## What the task asks
Reproduce every line of the material below without any changes, but leave the pictures out.

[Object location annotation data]
-- Start --

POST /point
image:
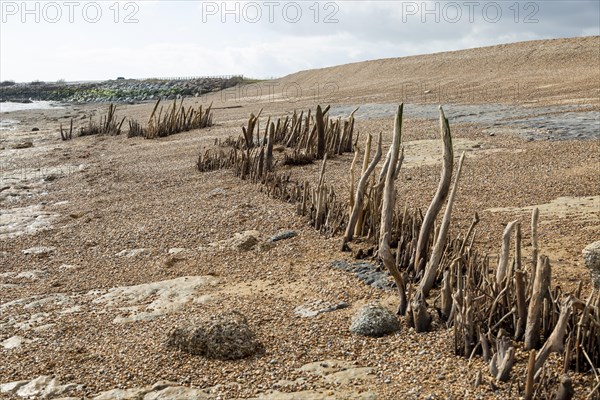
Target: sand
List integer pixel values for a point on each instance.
(96, 313)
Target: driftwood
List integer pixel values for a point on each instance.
(360, 194)
(534, 244)
(440, 195)
(565, 389)
(502, 361)
(389, 199)
(554, 343)
(64, 135)
(438, 248)
(529, 380)
(540, 286)
(501, 272)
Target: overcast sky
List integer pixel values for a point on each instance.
(93, 40)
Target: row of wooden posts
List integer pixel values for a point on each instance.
(177, 118)
(491, 305)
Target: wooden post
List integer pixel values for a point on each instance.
(359, 198)
(530, 375)
(441, 194)
(501, 272)
(540, 286)
(431, 270)
(554, 343)
(387, 212)
(502, 361)
(320, 133)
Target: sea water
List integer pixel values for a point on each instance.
(10, 106)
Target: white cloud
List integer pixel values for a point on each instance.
(171, 38)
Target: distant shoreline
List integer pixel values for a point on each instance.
(118, 91)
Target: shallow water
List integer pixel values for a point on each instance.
(563, 123)
(8, 124)
(9, 106)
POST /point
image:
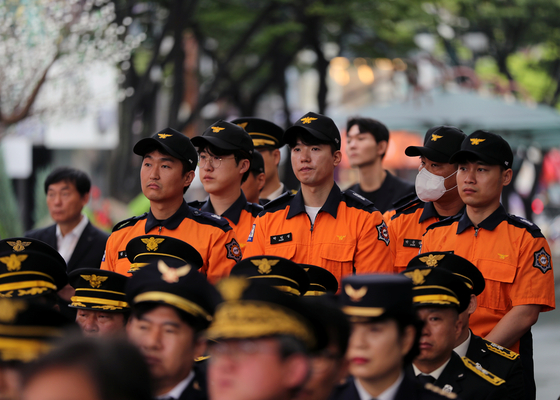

-- End --

## Response below
POST /point
image:
Target: sand
List integer pixel values for a point on each instance.
(96, 313)
Target: driftwood
List integer pixel values for a point on each instance.
(360, 194)
(534, 244)
(440, 195)
(565, 389)
(502, 361)
(389, 199)
(554, 343)
(64, 135)
(438, 248)
(529, 380)
(540, 286)
(501, 272)
Target: overcast sky
List integer pixel values for a point on each instance.
(93, 40)
Target: row of wooden posts
List integer pixel values for a point on each instance.
(177, 118)
(491, 305)
Target: wooden post
List integer pixel values for a point on each instance.
(359, 198)
(530, 375)
(441, 194)
(501, 272)
(540, 286)
(431, 270)
(554, 343)
(387, 212)
(502, 361)
(320, 133)
Target: sea water
List integer pixel values for a point on each instance.
(10, 106)
Target: white cloud
List integer pixel values for a point on each instance.
(171, 38)
Target: distant shoreline
List integer pixel values for a point on each instance.
(118, 91)
Target: shallow water
List integer pixel values for a point on each instance.
(563, 123)
(8, 124)
(9, 106)
POST /point
image:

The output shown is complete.